:: Supplied text ::
Expected Expenditure Budget 2005
Attached please find the Summary Budget Request table. The final two columns are not completed because we are not able to provide FY 2005 estimates at this time.
The planning process for FY 2005 is beginning now, but we are a long way from knowing the best outcome. For FY 2004, we spent over six months working with the campus and the Board of Regents to accommodate a base cut of 10% in state appropriations and constrained revenue growth from tuition. We think that holding our tuition increase to 6.5% last year was a remarkable feat, given the fiscal circumstances facing us and the range of responses made by other universities in the State and in the nation, as they faced similarly sized cuts in state support. We worked hard to find ways to be able to hold the line as we did because we recognize the burden that increasing tuition represents; yet we also know that our students and their parents demand that the educational experience be of the highest quality and contain all of the elements that they expected when they made their choice to attend the University of Michigan. Our planning for FY 2005 will incorporate the same goals, but must be accomplished in an environment where we have already pared down our academic programs in a way that we are not sure is sustainable. Our task is challenging; and further cuts will be more difficult to identify, agree on, and implement.
While the table is a helpful summary, it is simply a display of numbers that by themselves tell an incomplete story of the University's budget. To place these numbers in context, we have also provided, as an appendix, a narrative that describes the breadth of the University's activities and responds to key items in your letter.
Funding Request
We recognize that making a substantial request of the State is not possible even with the increasing demands that we face and the importance of our contributions to the State's economy. We are willing to share in the belt-tightening along with other state-supported activities.
At the same time, all of our costs continue to rise—salaries of faculty and staff, benefits, information technology, library acquisitions and more. Further, international and national events have increased the cost of providing security and safety on the campus, and of course we must respond to the increased threat and to new regulations regarding international studies. Our overall level of activity is increasing, as I describe in more detail in the appendix, and we expect that it will continue to do so. The life sciences initiative, improvements in information technology, and continuing progress on undergraduate initiatives are all essential to the success of our students and of great value to the State's economy. Internal reallocation and cost containment cannot by themselves provide the resources necessary to meet continuing growth in demand and in costs, while at the same time providing the resources to support the vital innovation that is a defining characteristic of this great University and its contributions to the State.
:::
:: Stored data ::
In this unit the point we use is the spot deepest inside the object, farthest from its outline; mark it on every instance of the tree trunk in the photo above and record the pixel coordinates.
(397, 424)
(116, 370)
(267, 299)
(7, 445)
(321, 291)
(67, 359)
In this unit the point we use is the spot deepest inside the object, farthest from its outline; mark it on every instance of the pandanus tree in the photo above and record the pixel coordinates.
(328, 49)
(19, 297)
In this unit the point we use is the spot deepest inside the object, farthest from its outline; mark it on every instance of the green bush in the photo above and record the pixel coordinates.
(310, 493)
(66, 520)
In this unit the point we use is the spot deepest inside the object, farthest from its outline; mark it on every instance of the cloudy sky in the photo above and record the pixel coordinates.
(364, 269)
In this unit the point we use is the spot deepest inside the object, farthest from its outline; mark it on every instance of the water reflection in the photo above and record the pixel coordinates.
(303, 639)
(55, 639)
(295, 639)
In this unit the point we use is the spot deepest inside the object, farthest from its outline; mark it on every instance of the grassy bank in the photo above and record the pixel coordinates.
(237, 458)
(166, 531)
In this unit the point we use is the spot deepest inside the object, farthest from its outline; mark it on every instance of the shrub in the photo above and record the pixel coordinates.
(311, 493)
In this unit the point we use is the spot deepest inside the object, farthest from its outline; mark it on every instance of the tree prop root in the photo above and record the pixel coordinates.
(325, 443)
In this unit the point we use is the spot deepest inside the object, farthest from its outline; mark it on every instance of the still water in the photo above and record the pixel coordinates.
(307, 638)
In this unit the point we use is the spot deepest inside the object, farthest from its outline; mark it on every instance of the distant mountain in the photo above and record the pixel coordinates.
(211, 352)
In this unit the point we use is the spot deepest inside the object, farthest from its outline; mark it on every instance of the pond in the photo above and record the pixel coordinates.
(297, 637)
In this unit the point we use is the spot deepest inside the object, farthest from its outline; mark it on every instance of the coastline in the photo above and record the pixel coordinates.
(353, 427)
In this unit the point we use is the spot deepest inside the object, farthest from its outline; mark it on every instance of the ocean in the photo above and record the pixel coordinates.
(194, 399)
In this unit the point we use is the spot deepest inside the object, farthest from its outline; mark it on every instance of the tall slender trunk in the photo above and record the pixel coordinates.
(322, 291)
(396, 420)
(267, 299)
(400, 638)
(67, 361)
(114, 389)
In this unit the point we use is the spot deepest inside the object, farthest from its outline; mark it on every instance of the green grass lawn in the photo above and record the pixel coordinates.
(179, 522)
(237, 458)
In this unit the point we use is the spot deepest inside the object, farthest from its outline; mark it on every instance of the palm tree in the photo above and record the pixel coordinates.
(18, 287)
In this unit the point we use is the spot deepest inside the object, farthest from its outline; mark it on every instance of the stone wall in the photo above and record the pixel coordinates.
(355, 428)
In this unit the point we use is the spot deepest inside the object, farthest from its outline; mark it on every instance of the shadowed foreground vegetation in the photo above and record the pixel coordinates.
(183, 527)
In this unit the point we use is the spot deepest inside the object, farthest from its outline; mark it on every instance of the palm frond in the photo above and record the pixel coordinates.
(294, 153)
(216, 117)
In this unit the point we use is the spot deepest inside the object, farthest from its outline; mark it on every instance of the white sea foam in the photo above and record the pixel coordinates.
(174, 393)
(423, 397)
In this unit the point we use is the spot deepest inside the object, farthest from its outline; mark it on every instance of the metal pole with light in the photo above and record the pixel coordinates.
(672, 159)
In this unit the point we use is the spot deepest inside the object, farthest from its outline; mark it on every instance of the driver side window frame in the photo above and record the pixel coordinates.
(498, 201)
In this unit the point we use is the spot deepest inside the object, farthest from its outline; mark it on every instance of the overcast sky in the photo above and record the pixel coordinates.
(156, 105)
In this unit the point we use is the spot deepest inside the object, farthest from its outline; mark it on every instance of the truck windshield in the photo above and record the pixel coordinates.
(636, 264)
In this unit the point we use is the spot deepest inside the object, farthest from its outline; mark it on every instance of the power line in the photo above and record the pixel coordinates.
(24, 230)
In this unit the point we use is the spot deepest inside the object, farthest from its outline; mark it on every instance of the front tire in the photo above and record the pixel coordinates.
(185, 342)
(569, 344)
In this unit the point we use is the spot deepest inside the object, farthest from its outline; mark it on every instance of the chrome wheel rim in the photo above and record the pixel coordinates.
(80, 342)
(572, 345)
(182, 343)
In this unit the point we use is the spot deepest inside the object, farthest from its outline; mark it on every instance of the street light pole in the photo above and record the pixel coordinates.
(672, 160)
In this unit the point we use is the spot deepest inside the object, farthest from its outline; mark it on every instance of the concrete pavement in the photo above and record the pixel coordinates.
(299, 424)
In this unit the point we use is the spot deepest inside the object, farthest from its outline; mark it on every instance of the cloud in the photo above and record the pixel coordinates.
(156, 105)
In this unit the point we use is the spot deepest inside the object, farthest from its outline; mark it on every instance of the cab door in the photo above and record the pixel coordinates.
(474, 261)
:::
* _What is needed_
Next, continue the University of Michigan FY 2005 budget letter from the end of the passage.

* _Response to the exercise_
We believe that excellent public education is one of the essential keys to the well being of the people of Michigan. Education and higher education in general, and the University of Michigan in particular, are investments that pay returns to the State long after the initial expenditure.
As you know, our current State appropriation is ten percent less—$36.4 million—than the appropriation that we received in FY 2002, which puts our state funding back to the level it was in FY 1999—but even to make a claim of equivalency to that year ignores our growth since then. We are teaching more students than we ever have, conducting more research than ever before, and expanding into new areas like the life sciences. This is not heedless expansion, but rather the University rising to the demands that are placed upon us. At the same time, we have acted in good faith in controlling our expenditures and restraining tuition.
We recognize that the State is not in a position to restore the funding that has been rescinded. We simply ask that the State recognize the key role that the University plays in ensuring the future vitality of Michigan, and refrain from imposing additional cuts. If the State further reduces University funding in FY 2005, we have grave concerns that some elements of a Michigan education, as well as our ability to contribute to economic growth in advanced manufacturing, the life sciences, and information technology, are at risk.
Conclusion
We recognize that there will be many competing demands for the State's resources and difficult choices must be made. However, no activity is more critical to our State's future than the development of its human capital, and the State-supported university system, including the University of Michigan, is vital to that task.
We renew our pledge to serve as responsible stewards of all the resources entrusted to us—to strive simultaneously to improve the overall quality of our instructional, research, and service programs; and to provide those programs at the lowest possible cost.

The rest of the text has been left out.